* **YOUR OBJECTIVE**
Please arrange the records below as a JSON list of strings, with one string per line and no blank lines. Leave out the pictures.

──────── LISTING

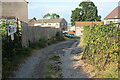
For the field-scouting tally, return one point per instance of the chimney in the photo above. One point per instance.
(119, 3)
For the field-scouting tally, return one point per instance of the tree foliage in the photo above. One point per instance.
(102, 47)
(87, 12)
(52, 16)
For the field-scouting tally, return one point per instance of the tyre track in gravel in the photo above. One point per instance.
(35, 65)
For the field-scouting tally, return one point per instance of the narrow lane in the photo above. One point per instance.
(34, 66)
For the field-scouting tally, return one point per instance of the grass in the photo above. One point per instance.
(55, 58)
(54, 68)
(109, 72)
(51, 75)
(9, 66)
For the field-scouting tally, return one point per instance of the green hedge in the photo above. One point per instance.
(102, 46)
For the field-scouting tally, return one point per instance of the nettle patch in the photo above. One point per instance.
(102, 48)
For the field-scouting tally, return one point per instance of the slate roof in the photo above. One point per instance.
(115, 14)
(83, 23)
(49, 20)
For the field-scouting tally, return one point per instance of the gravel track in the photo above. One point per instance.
(34, 66)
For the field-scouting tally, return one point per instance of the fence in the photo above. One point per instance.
(33, 34)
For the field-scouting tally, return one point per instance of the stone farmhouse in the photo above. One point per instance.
(79, 26)
(54, 23)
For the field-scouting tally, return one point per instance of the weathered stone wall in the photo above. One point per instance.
(34, 34)
(14, 9)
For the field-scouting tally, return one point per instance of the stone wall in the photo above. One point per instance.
(14, 9)
(34, 34)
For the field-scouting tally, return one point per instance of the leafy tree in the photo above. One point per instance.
(75, 15)
(46, 15)
(34, 18)
(52, 16)
(87, 12)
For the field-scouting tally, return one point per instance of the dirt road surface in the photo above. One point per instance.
(35, 65)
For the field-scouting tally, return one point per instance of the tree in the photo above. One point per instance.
(75, 16)
(46, 15)
(87, 12)
(34, 18)
(52, 16)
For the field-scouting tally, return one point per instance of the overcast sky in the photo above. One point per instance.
(37, 8)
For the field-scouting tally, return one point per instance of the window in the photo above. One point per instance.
(42, 24)
(49, 24)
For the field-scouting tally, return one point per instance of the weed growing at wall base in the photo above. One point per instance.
(102, 49)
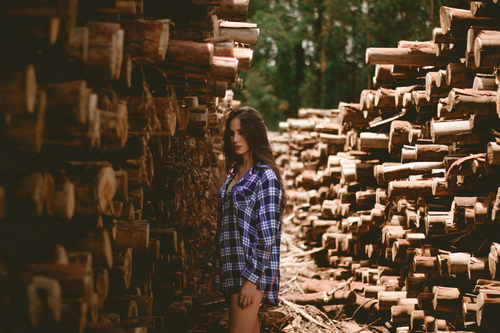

────────────────

* **SOLUTION TO THE EXERCISE**
[
  "For the field-scouting tally, return one point per instance of the chimney in the photo above. One point per instance.",
  "(119, 3)",
  "For the field-scouting tally, return one point per instance of the tree foliage in the photo above. One point per instance.",
  "(102, 47)",
  "(87, 12)",
  "(52, 16)",
  "For the field-scouting tally, return one point per instance of the tyre track in gravel in the photo above. One point per instance.",
  "(35, 65)",
  "For the field-scouting tally, return one point per instance of the narrow lane in the photo above. One point per instance.",
  "(34, 66)",
  "For the field-scouting tally, return one point per instance of the grass in the photo above. One point per instance.",
  "(55, 58)",
  "(54, 68)",
  "(109, 72)",
  "(51, 75)",
  "(9, 66)",
  "For the field-scouting tally, return one point per instance of the green hedge in the photo above. One point per instance.",
  "(102, 46)",
  "For the field-scouting tally, return one point per instance of the nettle patch in the photo above. One point per instance.",
  "(102, 48)",
  "For the field-scouting tally, return one point per instance of the slate roof in the photo above. One point per instance.",
  "(115, 14)",
  "(83, 23)",
  "(49, 20)",
  "For the field-scouting tally, return one point per instance of the gravel track in the photo above. One point per instance.",
  "(34, 66)",
  "For the field-scouting tally, return one point per instance of the fence in the photo above. One point per instance.",
  "(33, 34)",
  "For the field-scouting tally, return one point per instance of the stone farmhouse in the photo above. One point per instance.",
  "(79, 26)",
  "(54, 23)",
  "For the field-scouting tally, return one point per instance of the weathered stone wall in the photo above. One point per instance.",
  "(34, 34)",
  "(14, 9)",
  "For the field-scouting tally, return one point per instance of the stone wall in the photo above. One point per instance.",
  "(14, 9)",
  "(34, 34)",
  "For the field-scouting tally, return one point per instance of the leafy tree in the photo above. One point per instance.",
  "(75, 15)",
  "(46, 15)",
  "(34, 18)",
  "(52, 16)",
  "(87, 12)",
  "For the field-scouting tally, return one point per instance of the dirt road surface in the photo above. One point per instance.",
  "(35, 65)",
  "For the field-scouting tally, return one point per instance of the tree in the photo above. One point per instance.",
  "(75, 16)",
  "(46, 15)",
  "(87, 12)",
  "(34, 18)",
  "(52, 16)",
  "For the field-scouting tally, return one point per instance of the overcast sky in the photo above. One point per instance.",
  "(37, 8)",
  "For the field-scouting tally, return one point per instance of the window in the photo above. One point per instance.",
  "(42, 24)",
  "(49, 24)",
  "For the field-scouting tally, return one point per instance of the weed growing at wall base in the photo above. One point per instance.",
  "(102, 49)"
]